#### Passage provided
_ _ _

The Australian superannuation industry is set to invest more than $100 billion a year offshore, according to the chief executive of the Association of Superannuation Funds of Australia, Martin Fahy.

In an interview with Investment Magazine, Fahy said he expected that 75 per cent of every new dollar coming into the industry would now be invested offshore as the Australian compulsory super industry matures after three decades of operation.

He said Australian super funds could expect to see significant increases in their offshore exposure in areas from shares and property to major infrastructure projects.

The super fund industry is now seeing annual inflows of more than $140 billion a year in contributions from employers and members.

“Around 75 cents in every new dollar of contribution needs to go offshore from a concentration risk point of view,” he said. “It’s a key requirement for us to deploy capital.”

Overcoming the home bias

He said there was always a home bias in investing as super funds began by investing money domestically. But he said that it was now clear to the sector that it needed to step up its investment offshore.

Fahy also said Australia’s franking credits had initially created a bias to investing in Australian shares for the funds.

“The next decade is going to be about deploying capital internationally, particularly into private capital,” he said.

He added that the Australian economy was proving to be too small for the $3.5 trillion sector and that Australian superfunds have long invested in shares overseas, including in tech giants Google and Apple.

But he said they were now making major investments in infrastructure overseas, as epitomised by industry fund investment vehicle IFM Investors.

“Increasingly the Australian funds are diversifying into infrastructure opportunities and renewables in Europe and the UK,” he said.

_ _ _

#### Instruction A
According to the article on Australian superannuation, how large is the super sector in dollar terms?
#### Instruction B
In the article on Australian superannuation, transcribe the stretch from "He said Australian" through "for the funds.".

#### Dataset extract

_ _ _

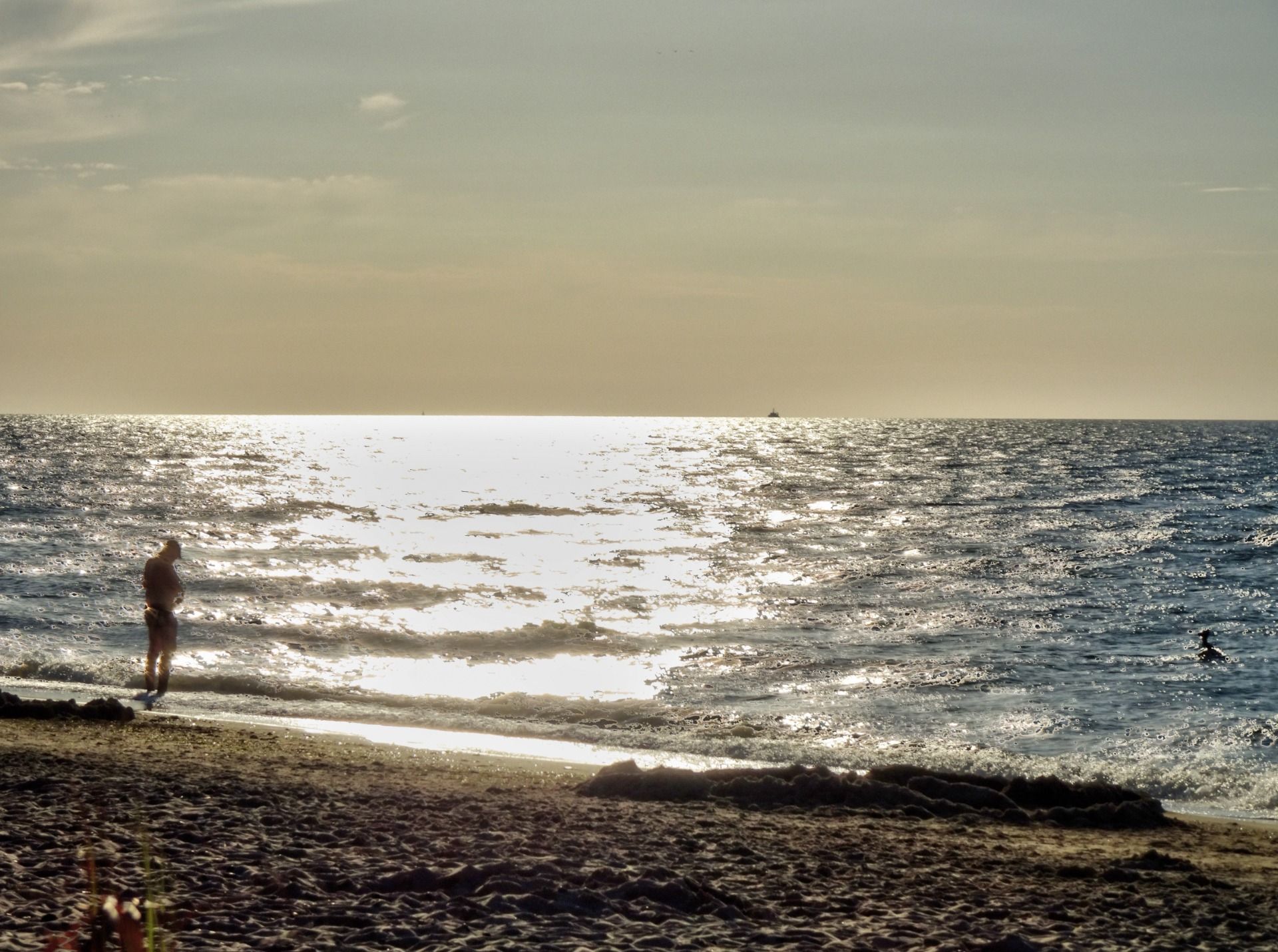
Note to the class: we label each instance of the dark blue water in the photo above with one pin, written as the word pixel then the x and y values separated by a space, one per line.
pixel 990 595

_ _ _

#### Written solution A
$3.5 trillion

#### Written solution B
He said Australian super funds could expect to see significant increases in their offshore exposure in areas from shares and property to major infrastructure projects.

The super fund industry is now seeing annual inflows of more than $140 billion a year in contributions from employers and members.

“Around 75 cents in every new dollar of contribution needs to go offshore from a concentration risk point of view,” he said. “It’s a key requirement for us to deploy capital.”

Overcoming the home bias

He said there was always a home bias in investing as super funds began by investing money domestically. But he said that it was now clear to the sector that it needed to step up its investment offshore.

Fahy also said Australia’s franking credits had initially created a bias to investing in Australian shares for the funds.